Set task A
What is the German for "If everything is easy, the value is not very high." from the interview on the associate professorship?
╭─ Extracted text
Associate Professorship
Q:
When did you start your associate professorship?
Dillmann:
The professorship was – oh, that’s a good question, ‘86.
Q:
Okay and your habilitation then was written about 1985?
Dillmann:
Yes.
Q:
So, just after you had come from this trip of going to Japan.
Dillmann:
Yes, ‘80 was the Ph.D. finished and then ‘85, it was finished. In ‘86, I had examination, the exam and I had to show that I’m able to run all programs to make research planning, to be capable of teaching, writing a book. This was the thesis. At that time, habilitation was really hard. I personally try to continue this tradition. Today, it’s very easy to become research professor or research assistant professor. If you have a good Ph.D., a lot of professors – but, I think people must also be finding a certain time maybe going to industry and then going back to academia. I myself, I was more or less all the time in academia, running a company between and doing this type of work, to show how to make programs, how to have a roadmap, to discuss the roadmap on an international level, meeting and compare with colleagues in other countries. It’s one of the reasons going to IEEE, to meet the people. I met a lot of people via IEEE RAS. I did know them by books and papers and so, they were pioneers and then I had a possibility to meet them and this was very encouraging. And so, I think a professor has to go through, we must learn to fight – if you have a vision and we have passion, we must have energy to reach the goal and to go forward. And on the other side, I must convince the students to follow, to make them excited. And so, I say we have to approach a samurai for these type of people, learning to fight. If everything is easy, the value is not very high.
╰─
╭─ Exercise materials
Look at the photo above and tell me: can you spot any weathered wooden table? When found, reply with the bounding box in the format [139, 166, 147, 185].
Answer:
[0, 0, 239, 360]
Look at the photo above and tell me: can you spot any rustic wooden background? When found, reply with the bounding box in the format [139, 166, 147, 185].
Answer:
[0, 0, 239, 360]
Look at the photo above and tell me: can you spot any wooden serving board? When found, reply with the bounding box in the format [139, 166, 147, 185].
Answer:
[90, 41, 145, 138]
╰─
╭─ Exercise materials
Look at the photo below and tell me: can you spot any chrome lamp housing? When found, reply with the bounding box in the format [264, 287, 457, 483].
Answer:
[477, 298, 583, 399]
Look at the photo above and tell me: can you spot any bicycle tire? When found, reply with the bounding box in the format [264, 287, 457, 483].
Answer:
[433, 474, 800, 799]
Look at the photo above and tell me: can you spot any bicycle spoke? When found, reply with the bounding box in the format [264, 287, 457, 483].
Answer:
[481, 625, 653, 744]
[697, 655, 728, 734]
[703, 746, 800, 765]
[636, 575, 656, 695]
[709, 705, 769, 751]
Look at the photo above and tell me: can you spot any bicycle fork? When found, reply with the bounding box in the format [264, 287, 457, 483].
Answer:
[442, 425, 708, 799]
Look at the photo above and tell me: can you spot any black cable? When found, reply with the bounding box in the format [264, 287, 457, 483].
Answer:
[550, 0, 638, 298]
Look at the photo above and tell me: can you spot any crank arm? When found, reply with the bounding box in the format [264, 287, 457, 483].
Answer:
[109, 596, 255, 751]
╰─
Set task B
Could you give again the stretch of the listing from the line that contains "Look at the photo below" through the line that contains "[477, 298, 583, 399]", with both of those lines included?

Final result A
Wenn alles einfach ist, ist der Wert nicht sehr hoch.

Final result B
Look at the photo below and tell me: can you spot any chrome lamp housing? When found, reply with the bounding box in the format [264, 287, 457, 483].
Answer:
[477, 298, 583, 399]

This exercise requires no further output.